((

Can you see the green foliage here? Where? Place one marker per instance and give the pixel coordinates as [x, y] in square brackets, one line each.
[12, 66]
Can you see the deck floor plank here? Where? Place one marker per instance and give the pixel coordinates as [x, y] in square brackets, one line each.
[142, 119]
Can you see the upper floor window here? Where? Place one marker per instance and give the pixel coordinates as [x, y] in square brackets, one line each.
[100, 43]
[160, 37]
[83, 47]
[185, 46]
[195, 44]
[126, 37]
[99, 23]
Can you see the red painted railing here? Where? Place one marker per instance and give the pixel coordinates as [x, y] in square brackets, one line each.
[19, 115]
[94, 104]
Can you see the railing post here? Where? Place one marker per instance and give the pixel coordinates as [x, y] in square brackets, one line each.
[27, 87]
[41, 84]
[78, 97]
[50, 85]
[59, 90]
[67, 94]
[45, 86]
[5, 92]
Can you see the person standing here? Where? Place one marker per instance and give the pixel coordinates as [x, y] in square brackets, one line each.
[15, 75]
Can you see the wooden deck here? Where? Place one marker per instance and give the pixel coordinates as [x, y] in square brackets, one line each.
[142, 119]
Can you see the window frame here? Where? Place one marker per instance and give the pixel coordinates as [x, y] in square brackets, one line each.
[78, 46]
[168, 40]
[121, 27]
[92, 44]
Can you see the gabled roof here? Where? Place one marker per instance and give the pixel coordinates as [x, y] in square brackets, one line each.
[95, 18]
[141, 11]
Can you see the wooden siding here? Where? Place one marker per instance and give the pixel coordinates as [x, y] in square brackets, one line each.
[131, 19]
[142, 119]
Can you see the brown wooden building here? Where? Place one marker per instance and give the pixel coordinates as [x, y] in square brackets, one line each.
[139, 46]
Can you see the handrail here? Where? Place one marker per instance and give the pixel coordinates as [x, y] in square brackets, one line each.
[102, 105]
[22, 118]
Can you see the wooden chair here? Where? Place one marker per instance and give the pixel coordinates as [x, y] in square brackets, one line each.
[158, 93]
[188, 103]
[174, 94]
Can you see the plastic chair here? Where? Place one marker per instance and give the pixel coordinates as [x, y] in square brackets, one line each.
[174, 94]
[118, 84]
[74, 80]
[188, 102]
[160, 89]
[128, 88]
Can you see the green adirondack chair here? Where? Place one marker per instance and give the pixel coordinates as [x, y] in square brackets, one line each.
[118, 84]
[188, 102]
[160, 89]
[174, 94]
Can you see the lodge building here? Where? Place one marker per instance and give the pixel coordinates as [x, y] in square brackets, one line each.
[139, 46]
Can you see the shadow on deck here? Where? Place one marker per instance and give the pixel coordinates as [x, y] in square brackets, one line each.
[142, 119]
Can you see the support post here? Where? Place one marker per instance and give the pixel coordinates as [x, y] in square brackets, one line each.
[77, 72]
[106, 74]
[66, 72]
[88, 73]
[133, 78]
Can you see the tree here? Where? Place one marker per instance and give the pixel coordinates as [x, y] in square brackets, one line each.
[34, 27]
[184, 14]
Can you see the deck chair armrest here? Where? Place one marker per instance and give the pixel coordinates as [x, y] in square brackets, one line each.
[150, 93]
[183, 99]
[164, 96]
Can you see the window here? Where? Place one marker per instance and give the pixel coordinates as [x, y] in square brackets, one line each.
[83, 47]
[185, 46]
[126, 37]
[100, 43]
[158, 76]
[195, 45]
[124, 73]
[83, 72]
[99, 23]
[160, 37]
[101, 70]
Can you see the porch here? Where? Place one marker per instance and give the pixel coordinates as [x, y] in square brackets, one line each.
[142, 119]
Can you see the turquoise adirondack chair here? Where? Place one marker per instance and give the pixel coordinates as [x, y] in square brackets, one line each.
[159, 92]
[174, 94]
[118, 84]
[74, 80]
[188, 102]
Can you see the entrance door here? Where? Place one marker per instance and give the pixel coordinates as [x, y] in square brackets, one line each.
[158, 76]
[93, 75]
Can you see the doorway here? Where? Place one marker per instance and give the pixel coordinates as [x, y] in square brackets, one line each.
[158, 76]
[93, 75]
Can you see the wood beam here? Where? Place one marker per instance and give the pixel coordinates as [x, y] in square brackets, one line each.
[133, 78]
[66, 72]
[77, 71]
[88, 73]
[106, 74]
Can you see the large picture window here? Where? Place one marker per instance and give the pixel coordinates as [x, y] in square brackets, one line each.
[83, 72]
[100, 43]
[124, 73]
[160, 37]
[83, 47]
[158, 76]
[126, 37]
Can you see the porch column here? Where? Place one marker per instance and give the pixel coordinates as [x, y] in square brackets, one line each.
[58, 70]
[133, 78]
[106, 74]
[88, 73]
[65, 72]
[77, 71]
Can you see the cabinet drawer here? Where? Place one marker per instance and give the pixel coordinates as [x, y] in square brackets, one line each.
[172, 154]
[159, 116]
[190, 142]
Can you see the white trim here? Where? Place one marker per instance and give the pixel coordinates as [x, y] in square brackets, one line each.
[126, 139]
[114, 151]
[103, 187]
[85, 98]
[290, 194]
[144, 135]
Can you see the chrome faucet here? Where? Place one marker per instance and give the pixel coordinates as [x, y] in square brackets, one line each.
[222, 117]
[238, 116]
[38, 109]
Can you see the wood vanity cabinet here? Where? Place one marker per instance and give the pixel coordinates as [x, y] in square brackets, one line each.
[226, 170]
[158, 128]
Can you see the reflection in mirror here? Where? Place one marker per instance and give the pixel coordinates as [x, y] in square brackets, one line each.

))

→ **EXERCISE AIM**:
Using the data above, print every record exactly as shown.

→ **EXERCISE SOLUTION**:
Can you see the green foliage here? Where? Place one marker per instance and give the pixel coordinates as [x, y] in square brackets, one line each.
[12, 66]
Can you see the deck floor plank here? Where? Place one marker per instance and give the pixel coordinates as [x, y] in square brackets, one line each.
[142, 119]
Can you see the upper floor window here? Where? Place one marker per instance and give the pixel coordinates as [x, y] in square brackets, one line each.
[100, 43]
[160, 37]
[83, 47]
[185, 46]
[195, 44]
[126, 37]
[99, 23]
Can you see the red painted railing here? Where? Place one marker per instance and give the pixel coordinates as [x, y] in square brackets, one line each.
[19, 115]
[94, 104]
Can you see the railing post here? Where? Place one marker per instance and give the pixel coordinates as [x, y] in square brackets, one line each.
[27, 87]
[41, 84]
[78, 97]
[50, 85]
[59, 90]
[67, 94]
[45, 86]
[5, 92]
Can you see the person standing here? Where? Place one marker per instance and give the pixel coordinates as [x, y] in square brackets, one line each.
[15, 75]
Can you see the wooden deck here? Where? Place one marker per instance and give the pixel coordinates as [x, y] in square brackets, one line each.
[142, 119]
Can you see the window frame here? Where? Place one marker per instance and give the pixel coordinates as [x, y] in square brackets, one line each.
[78, 46]
[168, 40]
[121, 27]
[92, 44]
Can you see the gabled roof here? Where? Place one marker per instance and give the pixel coordinates as [x, y] in square brackets, one line each.
[95, 18]
[141, 11]
Can you see the wooden siding here? Where? Place one marker per instance and give the pixel coordinates as [x, y] in square brackets, one line each.
[131, 19]
[142, 119]
Can you see the brown wooden building here? Where? Place one marker per instance and give the pixel coordinates as [x, y] in square brackets, one line each.
[139, 46]
Can you see the handrail here? Where? Place one marker per instance and give the pixel coordinates as [x, y] in square brackets, one line each.
[102, 105]
[22, 118]
Can you see the wooden chair here? Where? Place one marker per instance and give the pixel coordinates as [x, y] in square brackets, one line each.
[158, 93]
[188, 103]
[174, 94]
Can you see the plastic chair here? Where? Place one marker per instance and give the pixel coordinates as [x, y] in square brackets, one line each.
[174, 94]
[118, 84]
[74, 80]
[188, 102]
[160, 89]
[128, 88]
Can you see the green adirondack chair here? Where? Place one marker per instance and give the pixel coordinates as [x, y] in square brackets, one line each.
[118, 84]
[188, 102]
[160, 89]
[174, 94]
Can you see the lodge building here? Where? Place one marker per instance and give the pixel coordinates as [x, y] in square brackets, one line each.
[139, 46]
Can you see the shadow on deck here? Where? Place one marker per instance and give the pixel coordinates as [x, y] in square brackets, one line each.
[142, 119]
Can you see the support post here? Where? Place one marker per instance and give the pixel coordinates as [x, y] in square brackets, one line each.
[77, 72]
[106, 74]
[66, 72]
[88, 73]
[133, 78]
Can you see the tree here? Where? Place one marker per instance and give the pixel coordinates as [x, y] in square brackets, one line each.
[34, 27]
[184, 14]
Can you see the deck chair armrest here? Where? Place one marker per instance and give the pixel coordinates as [x, y] in square brackets, one line each.
[150, 93]
[183, 99]
[164, 96]
Can you see the window here? Where? Place one marker per instance and give the pixel coordinates as [x, y] in square brackets, one line each.
[83, 47]
[185, 46]
[126, 37]
[100, 43]
[158, 76]
[195, 45]
[124, 73]
[83, 72]
[99, 23]
[160, 37]
[101, 70]
Can you see the porch here? Where? Place one marker per instance and give the pixel coordinates as [x, y] in square brackets, one line each.
[142, 119]
Can you see the turquoise adirondack chair here? Where? Place one marker per instance and give the pixel coordinates as [x, y] in square brackets, one line each.
[159, 92]
[174, 94]
[118, 84]
[74, 80]
[188, 102]
Can you see the entrance door here? Where? Place one marker per instance and give the pixel coordinates as [x, y] in square brackets, one line each.
[158, 76]
[93, 75]
Can you see the doorway here? Where? Place one marker per instance and give the pixel coordinates as [x, y] in square brackets, one line each.
[158, 76]
[93, 75]
Can you see the wood beam here? Where? Place one marker per instance and give the pixel coordinates as [x, y] in square brackets, one line each.
[133, 78]
[66, 72]
[77, 71]
[88, 73]
[106, 74]
Can you see the large picture window here? Where? Place one marker per instance and give the pixel coordinates as [x, y] in square brackets, one line each.
[83, 72]
[100, 43]
[124, 73]
[160, 37]
[83, 47]
[158, 76]
[126, 37]
Can you see the porch column here? Where? Place one marker per instance and give the pixel coordinates as [x, y] in square brackets, one line each.
[58, 70]
[133, 78]
[106, 74]
[88, 73]
[65, 72]
[77, 71]
Can you see the cabinet drawer here? Where? Place one marker per instance and give the pixel coordinates as [x, y] in square brackets, one line each.
[172, 154]
[159, 116]
[190, 142]
Can you see the white trim here? Where? Place one marker per instance and give the pixel coordinates as [x, y] in square brackets, one line each.
[126, 139]
[114, 151]
[103, 187]
[85, 98]
[290, 194]
[144, 135]
Can you see the chrome faucet here? Where? Place one marker per instance and give the pixel coordinates as [x, y] in square brackets, one line each.
[222, 117]
[238, 116]
[38, 109]
Can you see the wood vanity cabinet here? Where? Place one marker per instance and give the pixel coordinates as [x, y] in square brackets, one line each.
[226, 170]
[158, 128]
Can you see the reflection in mirror here? Where? Place one marker per instance and give the pixel coordinates as [x, y] in square brackets, one line each.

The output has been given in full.